Study text:
(344e) Annihilation of Cardiac Alternans by Mechanical Perturbation

Alternans is a physiological condition of the heart muscle in which a periodically stimulated cardiac tissue undergoes alternation in electrical and mechanical properties. It has been known that alternans are precursor to the development of life threatening ventricular fibrillation or sudden cardiac death.

The electrical wave propagation in the cardiac tissue is coupled mechanically through the mechanism of mechano-electric feedback to the cardiac tissue contractility (Kiseleva I et al, 2000). The presence of the electrical alternans induces through the mechanism of the mechano-electrical feedback an alternation in the heart muscle contractile activity. That is why the possibility of alternans annihilation can be looked as a successful strategy to prevent onset of ventricular fibrillation.

It has been demonstrated that the alternanas can be annihilated in the finite size tissue with appropriately applied pacing algorithm. However, experimental and theoretical studies showed that there is a finite controllability to annihilate alternans by the boundary applied pacing protocol (Dubljevic S et al, 2008). This limitation of finite controllability to annihilate alternans can be overcomed by applying mechanical perturbation within the cardiac tissue. The aim of our work is to demonstrate the annihilation of cardiac alternans using mechanical perturbation. Electrical propagation is accompanied by mechanical contraction of cardiac tissue. The cardiac mechanics (deformation) has an influence over the electrical activity and excitation via stretch activated channels. We shall develop a computational framework that employs electromechanical and mechanoelectric feedback to couple a two variable Aliev - Panfilov (1996) model with the non-linear stress equilibrium equations. The concept of Cauchy - Green deformation tensor from (Nash M P et al,2004) will be used to relate the cardiac mechanics with the equations of electrical activity (Hodgkin Huxley equation). The coupled model includes an additional variable to represent the active stress which defines the mechanical properties of the tissue. A finite element method in two dimension is employed to integrate the excitation equations and to solve the equations governing tissue mechanics.

Excerpted data:
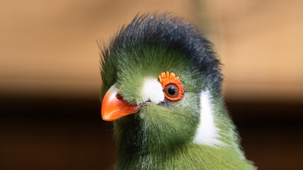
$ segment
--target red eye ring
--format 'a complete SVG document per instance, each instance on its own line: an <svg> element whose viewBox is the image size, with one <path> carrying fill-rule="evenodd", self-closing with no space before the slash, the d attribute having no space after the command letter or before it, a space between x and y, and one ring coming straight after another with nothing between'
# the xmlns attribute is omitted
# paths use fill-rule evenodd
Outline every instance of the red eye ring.
<svg viewBox="0 0 303 170"><path fill-rule="evenodd" d="M179 76L175 75L175 73L170 73L168 72L161 73L161 75L159 76L159 81L162 84L162 89L163 90L163 94L165 98L170 101L179 101L183 97L183 93L184 92L183 86L181 85L181 81L179 79ZM173 86L172 86L173 85ZM179 95L173 94L170 95L167 93L167 86L170 86L170 88L177 88L175 89L177 93L179 93Z"/></svg>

Task statement: Continue the text above on annihilating cardiac alternans by mechanical perturbation, starting after its last sentence.

Output for this task:
Refrences:

Dubljevic S, Lin S, Christofides P D. Studies on feedback control of cardiac alternans. Computers and Chemical Engineering: 2008,32-9, 2086-2098.

Kiseleva I,Kamkin A, Wagner KD, Theres H, Ladhoff A, Scholz H, Gu?nther J, Lab MJ., Echebarria B. Mechano-electric feedback after left ventricular infarction in rats. Cardiovascular research 2000: 45,370 - 378.

Nash M P, Panfilov A V. Electromechanical model of excitable tissue to study reentrant cardiac arrhythmias.Progress in Biophysics and Molecular Biology. 2004; 501-522.